The answer must consist of every line below that holds the word "light".

Collected data:
* * * * * * * * *

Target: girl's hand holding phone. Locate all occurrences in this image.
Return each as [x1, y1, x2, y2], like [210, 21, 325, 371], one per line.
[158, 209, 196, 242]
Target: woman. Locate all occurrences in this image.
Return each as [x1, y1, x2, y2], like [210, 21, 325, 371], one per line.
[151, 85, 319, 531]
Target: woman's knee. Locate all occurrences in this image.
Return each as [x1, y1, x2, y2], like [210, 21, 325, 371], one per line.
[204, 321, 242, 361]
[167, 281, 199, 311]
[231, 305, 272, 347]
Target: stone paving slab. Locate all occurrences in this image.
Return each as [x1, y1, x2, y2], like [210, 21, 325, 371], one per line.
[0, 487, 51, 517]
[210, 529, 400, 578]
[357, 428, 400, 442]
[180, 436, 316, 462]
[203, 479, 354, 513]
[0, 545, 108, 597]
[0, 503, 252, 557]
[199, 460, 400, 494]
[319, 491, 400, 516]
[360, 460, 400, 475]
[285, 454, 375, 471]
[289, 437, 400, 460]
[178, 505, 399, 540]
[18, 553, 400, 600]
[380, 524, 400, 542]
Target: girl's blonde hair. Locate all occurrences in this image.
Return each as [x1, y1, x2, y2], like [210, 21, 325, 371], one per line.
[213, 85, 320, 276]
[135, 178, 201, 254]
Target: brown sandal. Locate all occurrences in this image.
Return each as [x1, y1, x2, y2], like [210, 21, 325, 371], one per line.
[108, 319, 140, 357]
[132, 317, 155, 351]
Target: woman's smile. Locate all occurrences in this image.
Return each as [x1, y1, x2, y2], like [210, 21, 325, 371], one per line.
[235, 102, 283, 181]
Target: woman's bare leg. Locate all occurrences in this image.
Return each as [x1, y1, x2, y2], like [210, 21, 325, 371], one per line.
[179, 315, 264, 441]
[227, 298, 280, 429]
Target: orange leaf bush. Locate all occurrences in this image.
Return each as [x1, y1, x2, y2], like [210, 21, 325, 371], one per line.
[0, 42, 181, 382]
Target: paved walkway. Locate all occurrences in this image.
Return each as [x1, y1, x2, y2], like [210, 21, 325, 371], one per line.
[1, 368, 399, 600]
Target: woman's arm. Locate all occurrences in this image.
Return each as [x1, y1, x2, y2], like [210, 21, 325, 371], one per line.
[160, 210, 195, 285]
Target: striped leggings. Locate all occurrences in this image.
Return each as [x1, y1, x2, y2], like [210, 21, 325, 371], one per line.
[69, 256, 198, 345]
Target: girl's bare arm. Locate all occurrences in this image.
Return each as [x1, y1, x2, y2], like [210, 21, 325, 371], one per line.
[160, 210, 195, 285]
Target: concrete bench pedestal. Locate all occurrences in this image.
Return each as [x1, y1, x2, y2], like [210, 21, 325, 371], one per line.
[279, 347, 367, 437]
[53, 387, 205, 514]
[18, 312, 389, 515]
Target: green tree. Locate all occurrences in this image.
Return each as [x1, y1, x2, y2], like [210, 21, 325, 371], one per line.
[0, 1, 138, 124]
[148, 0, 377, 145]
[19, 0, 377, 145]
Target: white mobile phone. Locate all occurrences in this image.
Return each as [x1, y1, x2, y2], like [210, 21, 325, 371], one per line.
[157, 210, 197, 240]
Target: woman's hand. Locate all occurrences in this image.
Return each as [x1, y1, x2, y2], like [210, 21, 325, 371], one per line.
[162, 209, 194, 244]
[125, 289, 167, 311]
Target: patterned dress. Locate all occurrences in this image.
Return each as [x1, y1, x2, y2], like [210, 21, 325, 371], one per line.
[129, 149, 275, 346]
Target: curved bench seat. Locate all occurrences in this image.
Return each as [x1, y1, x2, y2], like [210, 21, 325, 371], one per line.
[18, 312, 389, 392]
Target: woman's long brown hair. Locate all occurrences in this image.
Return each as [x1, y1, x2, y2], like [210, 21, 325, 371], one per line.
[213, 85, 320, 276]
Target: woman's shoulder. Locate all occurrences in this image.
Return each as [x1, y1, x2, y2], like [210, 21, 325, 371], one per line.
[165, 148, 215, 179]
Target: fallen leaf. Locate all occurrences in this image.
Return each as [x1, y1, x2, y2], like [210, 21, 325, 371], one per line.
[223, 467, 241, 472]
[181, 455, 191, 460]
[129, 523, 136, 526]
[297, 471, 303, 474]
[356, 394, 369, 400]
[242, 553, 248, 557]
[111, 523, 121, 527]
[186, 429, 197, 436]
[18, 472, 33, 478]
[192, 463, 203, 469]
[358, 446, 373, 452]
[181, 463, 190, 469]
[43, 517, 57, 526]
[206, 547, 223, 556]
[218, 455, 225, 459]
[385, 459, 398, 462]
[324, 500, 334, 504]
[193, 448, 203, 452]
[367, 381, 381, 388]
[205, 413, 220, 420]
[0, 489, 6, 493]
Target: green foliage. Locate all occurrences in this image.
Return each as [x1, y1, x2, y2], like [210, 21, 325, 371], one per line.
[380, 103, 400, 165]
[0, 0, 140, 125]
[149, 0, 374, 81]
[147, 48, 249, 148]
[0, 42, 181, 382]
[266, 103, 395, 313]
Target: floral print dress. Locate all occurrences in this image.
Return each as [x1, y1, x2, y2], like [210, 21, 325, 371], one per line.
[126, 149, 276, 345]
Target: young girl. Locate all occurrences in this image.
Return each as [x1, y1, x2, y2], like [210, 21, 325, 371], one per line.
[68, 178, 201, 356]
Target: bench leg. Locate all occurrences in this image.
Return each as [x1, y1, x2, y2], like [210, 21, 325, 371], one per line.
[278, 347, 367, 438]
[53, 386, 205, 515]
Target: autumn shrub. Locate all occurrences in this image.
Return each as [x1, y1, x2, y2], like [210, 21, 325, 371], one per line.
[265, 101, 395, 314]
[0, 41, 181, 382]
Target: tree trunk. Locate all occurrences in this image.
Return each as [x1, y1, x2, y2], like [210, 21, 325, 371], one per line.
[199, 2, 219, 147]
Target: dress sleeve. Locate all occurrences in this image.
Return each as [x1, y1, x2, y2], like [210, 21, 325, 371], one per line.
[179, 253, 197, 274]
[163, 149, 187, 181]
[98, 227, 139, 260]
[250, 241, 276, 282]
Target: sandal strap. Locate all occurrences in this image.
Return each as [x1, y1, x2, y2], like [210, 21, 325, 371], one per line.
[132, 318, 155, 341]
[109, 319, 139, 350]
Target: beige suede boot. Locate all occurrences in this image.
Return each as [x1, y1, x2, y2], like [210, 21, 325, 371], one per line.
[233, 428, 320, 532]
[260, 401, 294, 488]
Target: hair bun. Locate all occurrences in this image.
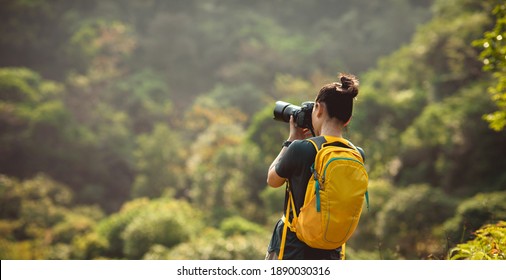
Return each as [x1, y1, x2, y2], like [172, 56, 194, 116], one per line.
[340, 76, 352, 89]
[339, 74, 359, 98]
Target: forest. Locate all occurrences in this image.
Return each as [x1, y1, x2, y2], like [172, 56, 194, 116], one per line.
[0, 0, 505, 260]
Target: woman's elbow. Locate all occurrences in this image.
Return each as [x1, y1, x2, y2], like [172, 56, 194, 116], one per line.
[267, 178, 282, 188]
[267, 170, 284, 188]
[266, 177, 276, 188]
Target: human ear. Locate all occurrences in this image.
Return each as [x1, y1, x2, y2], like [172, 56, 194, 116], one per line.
[316, 102, 325, 117]
[343, 116, 352, 127]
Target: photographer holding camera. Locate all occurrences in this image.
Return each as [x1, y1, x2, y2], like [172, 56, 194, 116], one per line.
[265, 73, 364, 260]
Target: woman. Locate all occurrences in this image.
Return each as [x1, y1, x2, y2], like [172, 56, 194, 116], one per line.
[265, 73, 360, 260]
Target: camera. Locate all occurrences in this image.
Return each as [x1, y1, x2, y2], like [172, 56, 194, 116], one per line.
[273, 101, 314, 129]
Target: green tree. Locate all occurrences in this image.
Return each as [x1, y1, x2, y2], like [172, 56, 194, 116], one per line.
[353, 0, 506, 195]
[111, 69, 173, 134]
[0, 174, 104, 260]
[184, 93, 268, 223]
[131, 123, 186, 199]
[219, 216, 267, 237]
[95, 198, 150, 258]
[157, 228, 269, 260]
[46, 205, 105, 260]
[188, 129, 264, 223]
[473, 2, 506, 131]
[64, 20, 140, 210]
[346, 179, 396, 259]
[96, 197, 203, 259]
[121, 202, 202, 259]
[440, 191, 506, 246]
[398, 83, 506, 193]
[0, 0, 97, 79]
[376, 184, 457, 259]
[0, 67, 79, 180]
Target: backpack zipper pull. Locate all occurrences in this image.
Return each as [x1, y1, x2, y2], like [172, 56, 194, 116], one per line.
[365, 190, 370, 211]
[312, 163, 322, 212]
[315, 179, 321, 212]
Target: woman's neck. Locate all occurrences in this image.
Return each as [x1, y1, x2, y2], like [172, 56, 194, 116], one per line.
[319, 119, 343, 138]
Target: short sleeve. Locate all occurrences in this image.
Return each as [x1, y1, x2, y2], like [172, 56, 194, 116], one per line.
[275, 143, 294, 178]
[275, 140, 310, 178]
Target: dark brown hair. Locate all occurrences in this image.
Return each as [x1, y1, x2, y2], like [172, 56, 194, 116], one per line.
[315, 73, 359, 123]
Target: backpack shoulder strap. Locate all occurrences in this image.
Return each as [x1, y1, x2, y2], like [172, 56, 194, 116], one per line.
[328, 139, 366, 163]
[306, 136, 326, 152]
[344, 139, 365, 162]
[356, 146, 366, 162]
[279, 184, 298, 260]
[306, 136, 326, 179]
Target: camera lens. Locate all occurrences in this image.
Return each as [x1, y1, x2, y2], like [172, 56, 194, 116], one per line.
[273, 101, 301, 122]
[273, 100, 315, 136]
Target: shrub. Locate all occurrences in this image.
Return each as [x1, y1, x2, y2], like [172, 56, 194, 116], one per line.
[448, 221, 506, 260]
[441, 191, 506, 246]
[376, 184, 457, 259]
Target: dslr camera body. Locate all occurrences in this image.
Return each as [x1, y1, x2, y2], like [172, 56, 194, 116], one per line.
[273, 101, 315, 130]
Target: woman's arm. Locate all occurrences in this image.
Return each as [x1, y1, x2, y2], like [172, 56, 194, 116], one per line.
[266, 116, 311, 188]
[267, 146, 289, 188]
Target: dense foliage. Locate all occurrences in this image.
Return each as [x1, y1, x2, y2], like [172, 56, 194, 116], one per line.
[449, 221, 506, 260]
[1, 0, 505, 260]
[474, 3, 506, 131]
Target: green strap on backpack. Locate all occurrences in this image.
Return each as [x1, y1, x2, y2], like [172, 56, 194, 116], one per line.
[278, 136, 369, 260]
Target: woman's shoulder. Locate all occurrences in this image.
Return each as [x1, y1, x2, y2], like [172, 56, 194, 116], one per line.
[290, 138, 320, 155]
[293, 136, 324, 148]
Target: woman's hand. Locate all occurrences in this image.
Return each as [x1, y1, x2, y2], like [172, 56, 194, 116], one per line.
[287, 115, 312, 141]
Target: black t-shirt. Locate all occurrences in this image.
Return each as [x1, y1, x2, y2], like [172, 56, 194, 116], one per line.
[276, 139, 316, 215]
[267, 136, 341, 260]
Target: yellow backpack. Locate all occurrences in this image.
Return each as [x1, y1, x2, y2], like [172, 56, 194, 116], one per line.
[279, 136, 369, 259]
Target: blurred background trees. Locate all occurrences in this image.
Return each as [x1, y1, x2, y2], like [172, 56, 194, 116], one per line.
[1, 0, 505, 259]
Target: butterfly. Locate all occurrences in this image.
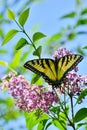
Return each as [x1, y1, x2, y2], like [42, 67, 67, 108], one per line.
[24, 54, 83, 88]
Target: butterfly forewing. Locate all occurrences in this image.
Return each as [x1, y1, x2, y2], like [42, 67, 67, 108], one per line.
[57, 54, 83, 81]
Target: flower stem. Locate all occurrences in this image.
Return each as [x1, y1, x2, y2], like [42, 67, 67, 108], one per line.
[70, 94, 76, 130]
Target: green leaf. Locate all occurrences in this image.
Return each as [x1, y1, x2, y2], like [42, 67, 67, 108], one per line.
[0, 60, 17, 74]
[77, 31, 87, 35]
[37, 119, 49, 130]
[76, 0, 82, 6]
[81, 8, 87, 15]
[50, 106, 60, 115]
[77, 46, 85, 55]
[0, 28, 4, 38]
[33, 46, 42, 58]
[29, 24, 41, 35]
[31, 74, 41, 84]
[2, 29, 18, 45]
[83, 46, 87, 49]
[48, 33, 62, 44]
[21, 51, 30, 62]
[68, 33, 77, 40]
[37, 113, 49, 130]
[24, 111, 39, 130]
[60, 12, 76, 19]
[7, 9, 15, 20]
[10, 50, 21, 68]
[18, 8, 30, 26]
[76, 122, 87, 129]
[4, 110, 20, 121]
[0, 49, 8, 54]
[45, 122, 52, 130]
[6, 97, 14, 107]
[52, 119, 66, 130]
[52, 107, 68, 130]
[15, 38, 28, 50]
[76, 88, 87, 104]
[0, 60, 8, 66]
[74, 108, 87, 122]
[33, 32, 46, 42]
[37, 122, 44, 130]
[77, 19, 87, 26]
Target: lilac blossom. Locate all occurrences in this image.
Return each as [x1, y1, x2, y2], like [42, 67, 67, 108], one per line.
[1, 72, 58, 113]
[61, 72, 87, 95]
[53, 47, 72, 59]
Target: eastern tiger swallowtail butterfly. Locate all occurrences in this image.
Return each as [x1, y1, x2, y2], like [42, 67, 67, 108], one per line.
[24, 54, 83, 88]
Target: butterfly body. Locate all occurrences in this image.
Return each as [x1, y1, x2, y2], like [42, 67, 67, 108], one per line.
[24, 54, 83, 87]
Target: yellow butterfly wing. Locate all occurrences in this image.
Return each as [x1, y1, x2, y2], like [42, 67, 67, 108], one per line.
[57, 54, 83, 82]
[24, 59, 57, 84]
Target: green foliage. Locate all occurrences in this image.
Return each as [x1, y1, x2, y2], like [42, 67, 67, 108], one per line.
[31, 74, 41, 84]
[0, 49, 8, 54]
[67, 33, 77, 40]
[21, 50, 31, 63]
[33, 45, 42, 57]
[15, 38, 28, 50]
[81, 8, 87, 15]
[50, 106, 60, 116]
[77, 19, 87, 26]
[25, 111, 38, 130]
[76, 88, 87, 104]
[4, 110, 20, 121]
[25, 111, 49, 130]
[52, 119, 66, 130]
[76, 122, 87, 129]
[47, 33, 62, 44]
[74, 108, 87, 122]
[0, 60, 8, 67]
[2, 29, 18, 45]
[37, 113, 50, 130]
[77, 46, 85, 55]
[60, 12, 76, 19]
[83, 46, 87, 49]
[10, 50, 21, 68]
[49, 105, 69, 130]
[0, 97, 21, 121]
[7, 9, 15, 20]
[0, 60, 17, 74]
[18, 8, 30, 26]
[77, 31, 87, 35]
[33, 32, 46, 42]
[25, 110, 50, 130]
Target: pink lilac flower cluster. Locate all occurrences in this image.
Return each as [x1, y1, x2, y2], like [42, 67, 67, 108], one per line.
[53, 47, 72, 59]
[53, 47, 87, 95]
[61, 73, 87, 95]
[1, 72, 58, 113]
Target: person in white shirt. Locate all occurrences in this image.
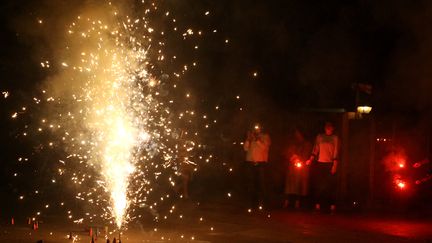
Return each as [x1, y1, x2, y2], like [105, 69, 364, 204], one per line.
[243, 123, 271, 209]
[306, 122, 339, 213]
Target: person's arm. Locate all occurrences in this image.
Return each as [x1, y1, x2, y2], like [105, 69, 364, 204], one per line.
[306, 135, 319, 165]
[243, 131, 252, 151]
[331, 159, 338, 174]
[243, 140, 250, 152]
[331, 136, 340, 174]
[256, 133, 271, 148]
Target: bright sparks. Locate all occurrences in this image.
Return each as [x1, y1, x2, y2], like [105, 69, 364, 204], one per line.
[61, 9, 155, 228]
[26, 2, 201, 228]
[8, 0, 231, 232]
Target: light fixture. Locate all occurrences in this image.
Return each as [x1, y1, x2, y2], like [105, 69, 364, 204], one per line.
[357, 106, 372, 114]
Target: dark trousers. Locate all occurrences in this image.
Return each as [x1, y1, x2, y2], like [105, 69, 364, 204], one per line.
[310, 161, 336, 207]
[243, 161, 267, 208]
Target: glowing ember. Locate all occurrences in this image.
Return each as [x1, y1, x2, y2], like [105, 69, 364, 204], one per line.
[397, 181, 406, 189]
[394, 176, 407, 190]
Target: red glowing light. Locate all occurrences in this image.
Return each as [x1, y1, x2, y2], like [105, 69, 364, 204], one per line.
[295, 162, 302, 168]
[398, 163, 405, 168]
[394, 178, 407, 190]
[393, 175, 407, 190]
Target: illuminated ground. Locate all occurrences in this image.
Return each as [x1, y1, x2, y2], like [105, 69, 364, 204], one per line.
[0, 201, 431, 243]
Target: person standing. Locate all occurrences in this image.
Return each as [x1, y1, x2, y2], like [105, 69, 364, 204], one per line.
[283, 128, 312, 209]
[175, 130, 196, 199]
[243, 123, 271, 209]
[306, 122, 339, 213]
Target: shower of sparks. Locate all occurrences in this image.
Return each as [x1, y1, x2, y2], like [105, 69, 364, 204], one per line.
[5, 0, 249, 235]
[7, 0, 218, 229]
[59, 6, 170, 228]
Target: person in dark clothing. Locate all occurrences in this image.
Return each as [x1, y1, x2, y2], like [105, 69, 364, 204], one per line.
[283, 128, 312, 209]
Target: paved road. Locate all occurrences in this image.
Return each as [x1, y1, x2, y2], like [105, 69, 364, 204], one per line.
[0, 201, 431, 242]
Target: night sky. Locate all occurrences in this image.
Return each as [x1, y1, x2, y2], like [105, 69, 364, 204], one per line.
[1, 0, 432, 114]
[0, 0, 432, 225]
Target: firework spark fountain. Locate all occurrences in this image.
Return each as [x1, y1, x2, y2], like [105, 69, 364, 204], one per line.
[6, 0, 240, 235]
[9, 0, 213, 228]
[59, 6, 165, 228]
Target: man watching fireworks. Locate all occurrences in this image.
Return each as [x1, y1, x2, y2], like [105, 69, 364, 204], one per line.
[243, 123, 271, 209]
[306, 122, 339, 213]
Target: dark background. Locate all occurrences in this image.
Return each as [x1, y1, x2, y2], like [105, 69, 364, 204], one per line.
[3, 0, 432, 112]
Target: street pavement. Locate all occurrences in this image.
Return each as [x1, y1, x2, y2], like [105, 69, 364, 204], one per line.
[0, 201, 431, 242]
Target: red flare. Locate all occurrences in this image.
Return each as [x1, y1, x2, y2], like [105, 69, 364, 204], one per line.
[33, 221, 38, 230]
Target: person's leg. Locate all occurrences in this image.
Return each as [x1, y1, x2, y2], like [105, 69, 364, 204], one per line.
[252, 164, 260, 208]
[292, 170, 301, 209]
[329, 166, 337, 212]
[320, 163, 334, 212]
[254, 162, 267, 208]
[181, 172, 190, 199]
[283, 167, 291, 208]
[256, 163, 267, 208]
[309, 162, 321, 210]
[315, 163, 332, 210]
[243, 162, 254, 208]
[299, 167, 309, 209]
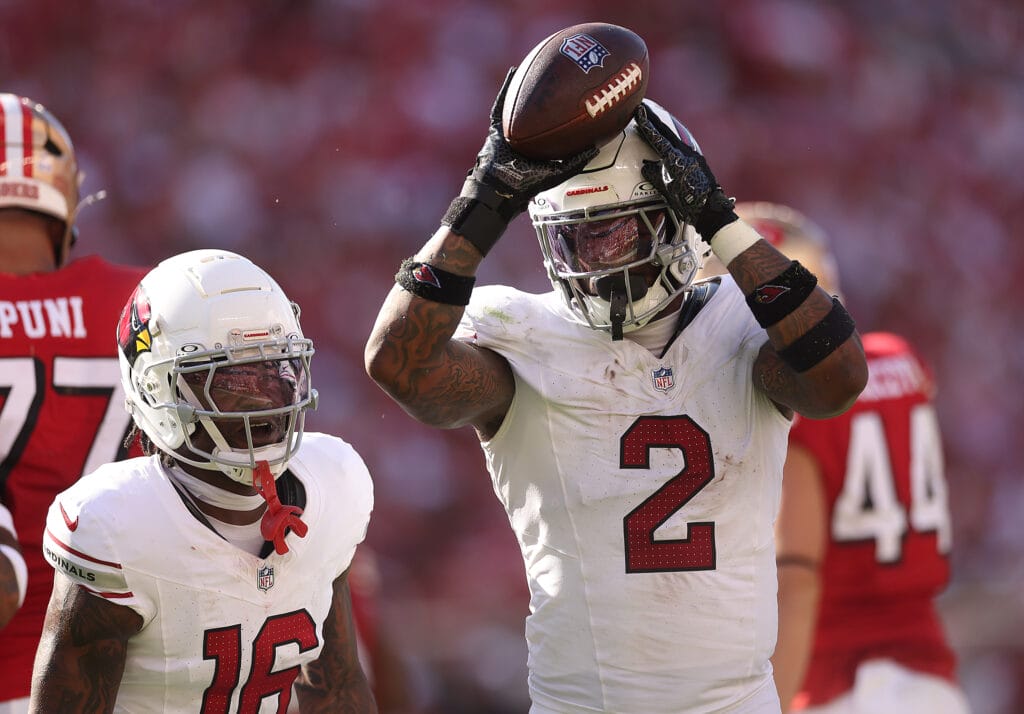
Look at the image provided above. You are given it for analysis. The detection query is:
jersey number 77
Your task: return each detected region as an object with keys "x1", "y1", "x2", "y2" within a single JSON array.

* * * * * * * * *

■ EXERCISE ANSWER ■
Target: light fixture. Locate all occurrences in this image.
Target: red glowing light. Locate all occurrences in this image.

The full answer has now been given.